═══ SUPPLIED RECORDS
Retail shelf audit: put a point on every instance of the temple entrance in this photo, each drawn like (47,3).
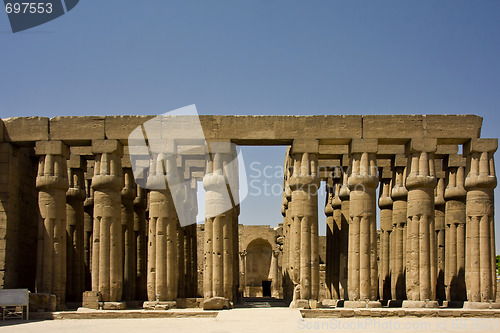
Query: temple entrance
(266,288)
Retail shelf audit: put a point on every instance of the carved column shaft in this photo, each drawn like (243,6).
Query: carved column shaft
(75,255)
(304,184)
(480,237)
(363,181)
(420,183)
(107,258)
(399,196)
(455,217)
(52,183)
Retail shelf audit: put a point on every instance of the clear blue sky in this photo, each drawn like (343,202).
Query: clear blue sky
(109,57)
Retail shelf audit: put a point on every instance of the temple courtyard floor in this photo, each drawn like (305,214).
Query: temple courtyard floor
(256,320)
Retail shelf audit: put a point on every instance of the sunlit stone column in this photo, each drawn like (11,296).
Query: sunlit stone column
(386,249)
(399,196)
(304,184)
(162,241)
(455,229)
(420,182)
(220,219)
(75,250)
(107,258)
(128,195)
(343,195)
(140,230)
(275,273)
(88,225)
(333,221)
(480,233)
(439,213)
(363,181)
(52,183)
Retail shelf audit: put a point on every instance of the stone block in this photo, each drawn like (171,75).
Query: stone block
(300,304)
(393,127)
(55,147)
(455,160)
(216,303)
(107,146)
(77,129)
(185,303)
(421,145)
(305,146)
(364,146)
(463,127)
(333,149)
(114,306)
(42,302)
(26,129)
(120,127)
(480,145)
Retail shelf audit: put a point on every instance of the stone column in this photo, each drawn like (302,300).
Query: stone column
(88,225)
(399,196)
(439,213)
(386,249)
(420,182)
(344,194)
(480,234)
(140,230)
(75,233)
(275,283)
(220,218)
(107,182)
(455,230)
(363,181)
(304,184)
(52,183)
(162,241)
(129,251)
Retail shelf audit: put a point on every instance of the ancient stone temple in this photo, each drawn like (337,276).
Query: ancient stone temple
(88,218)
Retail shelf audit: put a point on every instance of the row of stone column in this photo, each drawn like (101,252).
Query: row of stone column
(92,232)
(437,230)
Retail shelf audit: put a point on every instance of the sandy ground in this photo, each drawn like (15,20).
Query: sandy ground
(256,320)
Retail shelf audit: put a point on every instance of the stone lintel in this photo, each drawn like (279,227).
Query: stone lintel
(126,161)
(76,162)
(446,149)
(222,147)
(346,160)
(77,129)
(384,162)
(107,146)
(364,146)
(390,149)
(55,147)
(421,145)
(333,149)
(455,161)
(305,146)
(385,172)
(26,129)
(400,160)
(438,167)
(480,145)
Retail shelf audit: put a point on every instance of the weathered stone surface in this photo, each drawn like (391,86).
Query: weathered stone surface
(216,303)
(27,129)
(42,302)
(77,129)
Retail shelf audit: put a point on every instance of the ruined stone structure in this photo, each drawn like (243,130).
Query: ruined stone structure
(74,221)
══════
═══ SUPPLIED RECORDS
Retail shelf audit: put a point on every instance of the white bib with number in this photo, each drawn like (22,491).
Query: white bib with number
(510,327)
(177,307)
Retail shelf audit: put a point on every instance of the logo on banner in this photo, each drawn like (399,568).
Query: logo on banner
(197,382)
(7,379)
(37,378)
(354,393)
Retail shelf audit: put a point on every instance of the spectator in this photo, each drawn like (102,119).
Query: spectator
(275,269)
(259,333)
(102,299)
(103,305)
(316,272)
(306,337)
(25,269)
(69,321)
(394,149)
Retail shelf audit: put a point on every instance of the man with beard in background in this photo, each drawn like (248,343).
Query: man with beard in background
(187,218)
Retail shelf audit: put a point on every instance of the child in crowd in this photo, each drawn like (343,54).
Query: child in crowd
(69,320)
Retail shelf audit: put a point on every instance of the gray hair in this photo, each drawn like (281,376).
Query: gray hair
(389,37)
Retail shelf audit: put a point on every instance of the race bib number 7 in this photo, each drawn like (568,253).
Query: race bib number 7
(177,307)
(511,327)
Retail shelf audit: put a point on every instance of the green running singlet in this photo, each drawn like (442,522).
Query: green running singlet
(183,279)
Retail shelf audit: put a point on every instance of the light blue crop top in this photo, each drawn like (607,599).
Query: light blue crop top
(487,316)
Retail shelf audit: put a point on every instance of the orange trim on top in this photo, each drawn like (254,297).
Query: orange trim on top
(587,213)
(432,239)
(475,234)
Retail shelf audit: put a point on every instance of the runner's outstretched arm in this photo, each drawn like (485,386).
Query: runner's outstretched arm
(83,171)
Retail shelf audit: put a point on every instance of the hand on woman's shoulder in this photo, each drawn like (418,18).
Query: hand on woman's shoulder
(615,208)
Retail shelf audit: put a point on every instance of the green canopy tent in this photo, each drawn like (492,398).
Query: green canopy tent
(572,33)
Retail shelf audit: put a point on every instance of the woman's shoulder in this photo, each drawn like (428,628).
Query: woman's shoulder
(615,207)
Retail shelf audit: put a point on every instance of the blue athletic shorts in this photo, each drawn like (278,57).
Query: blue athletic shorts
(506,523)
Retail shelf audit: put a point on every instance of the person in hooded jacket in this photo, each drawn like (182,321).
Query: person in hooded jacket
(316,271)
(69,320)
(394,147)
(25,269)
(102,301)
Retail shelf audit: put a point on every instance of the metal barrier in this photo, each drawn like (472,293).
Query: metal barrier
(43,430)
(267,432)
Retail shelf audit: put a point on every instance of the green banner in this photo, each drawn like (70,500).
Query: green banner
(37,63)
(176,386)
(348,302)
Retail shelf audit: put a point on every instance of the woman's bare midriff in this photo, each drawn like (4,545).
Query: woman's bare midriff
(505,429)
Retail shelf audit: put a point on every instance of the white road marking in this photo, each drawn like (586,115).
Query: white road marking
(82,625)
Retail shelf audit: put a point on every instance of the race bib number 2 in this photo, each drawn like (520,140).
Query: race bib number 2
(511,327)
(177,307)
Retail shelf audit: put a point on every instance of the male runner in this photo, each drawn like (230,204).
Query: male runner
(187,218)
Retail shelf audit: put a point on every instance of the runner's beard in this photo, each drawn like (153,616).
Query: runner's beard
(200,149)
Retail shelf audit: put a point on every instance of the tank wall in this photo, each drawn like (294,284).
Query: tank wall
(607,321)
══════
GOAL: Which lines of the listing above contain the string "hand" with matching capitalization? Copy each one.

ANSWER TO THE PROBLEM:
Retail shelf audit: put a point on every instance of the hand on woman's shoulder in this photo, each drawn like (418,18).
Query: hand on woman's shoulder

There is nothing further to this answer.